* GOAL *
Rewrite the lines below, changing "pixel coordinates" to "x,y coordinates" everywhere and keeping everything else the same. Leave the pictures out.

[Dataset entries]
>> start

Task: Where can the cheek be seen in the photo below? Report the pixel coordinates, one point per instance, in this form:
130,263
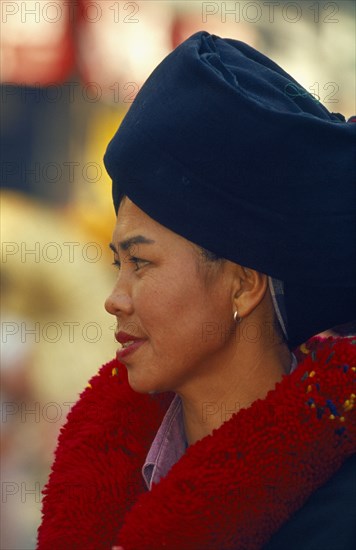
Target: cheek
181,318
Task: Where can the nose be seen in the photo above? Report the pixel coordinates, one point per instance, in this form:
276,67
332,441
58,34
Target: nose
118,302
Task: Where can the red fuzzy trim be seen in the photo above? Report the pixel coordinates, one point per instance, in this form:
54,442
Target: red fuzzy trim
234,488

>> end

* REPLY TO THE EXERCISE *
Task: Where can the cheek be seen in the photo below? Report the x,y coordinates, one point per instance, in this form:
130,263
Target: cheek
181,318
Task: Where can the nose be seen in the photo above? Report the x,y coordinates, one point per instance, in this form:
276,67
332,441
58,34
Target: nose
118,302
Task: Where can the red fuzzy trim be seen in the photo above? Report the x,y coordinates, one point per instance, in this form:
54,442
Target: red fuzzy trim
234,488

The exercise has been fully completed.